Reproduce exactly the lines beginning with the line that contains "Pin every instance of the fish eye." and ending at the final line of the material below.

··· Listed entries ···

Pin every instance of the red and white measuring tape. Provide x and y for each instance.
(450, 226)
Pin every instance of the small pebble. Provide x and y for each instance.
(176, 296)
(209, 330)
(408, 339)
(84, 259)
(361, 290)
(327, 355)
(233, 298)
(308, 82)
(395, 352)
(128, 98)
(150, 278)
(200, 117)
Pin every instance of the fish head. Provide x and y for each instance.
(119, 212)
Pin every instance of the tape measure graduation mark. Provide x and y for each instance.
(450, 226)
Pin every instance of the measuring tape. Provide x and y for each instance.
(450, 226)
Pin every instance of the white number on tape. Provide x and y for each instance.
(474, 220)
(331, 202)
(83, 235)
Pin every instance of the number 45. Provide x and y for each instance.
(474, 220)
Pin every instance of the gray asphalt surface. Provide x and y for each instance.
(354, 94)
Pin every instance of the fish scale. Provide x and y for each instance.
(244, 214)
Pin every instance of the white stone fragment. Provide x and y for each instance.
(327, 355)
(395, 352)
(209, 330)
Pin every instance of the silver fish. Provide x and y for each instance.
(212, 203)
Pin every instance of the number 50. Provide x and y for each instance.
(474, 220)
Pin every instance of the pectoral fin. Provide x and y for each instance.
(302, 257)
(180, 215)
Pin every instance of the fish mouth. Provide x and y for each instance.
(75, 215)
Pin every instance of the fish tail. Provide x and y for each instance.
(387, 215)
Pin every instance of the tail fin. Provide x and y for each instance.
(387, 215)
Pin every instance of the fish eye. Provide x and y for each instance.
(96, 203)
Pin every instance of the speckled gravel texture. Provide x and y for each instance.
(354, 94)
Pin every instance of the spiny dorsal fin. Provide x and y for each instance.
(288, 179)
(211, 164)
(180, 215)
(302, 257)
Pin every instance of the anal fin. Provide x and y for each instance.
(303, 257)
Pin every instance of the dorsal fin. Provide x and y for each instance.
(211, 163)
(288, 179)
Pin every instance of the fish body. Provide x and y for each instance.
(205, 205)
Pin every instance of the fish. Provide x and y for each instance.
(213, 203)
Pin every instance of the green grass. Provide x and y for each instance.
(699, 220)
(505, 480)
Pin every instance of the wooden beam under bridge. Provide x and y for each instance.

···

_Full solution:_
Pin every instance of the fish eye. Provide x and y for each instance.
(96, 203)
Pin every instance of the speckled gravel texture. Provide x and y for each instance.
(354, 94)
Pin every instance of the spiny dorsal fin. Provide x and y for each instance.
(288, 179)
(211, 164)
(180, 215)
(302, 257)
Pin every instance of the anal fin. Provide x and y for each instance.
(303, 257)
Pin every instance of the dorsal fin. Provide x and y for each instance.
(211, 163)
(288, 179)
Pin every instance of the fish body. Provide x and y for each instance.
(205, 205)
Pin every instance of the fish. Provide x and y for each instance.
(213, 203)
Pin every instance of the green grass. Provide x and y for each instance.
(699, 220)
(505, 480)
Pin every instance of the wooden beam under bridge. Provide x and y for each instance.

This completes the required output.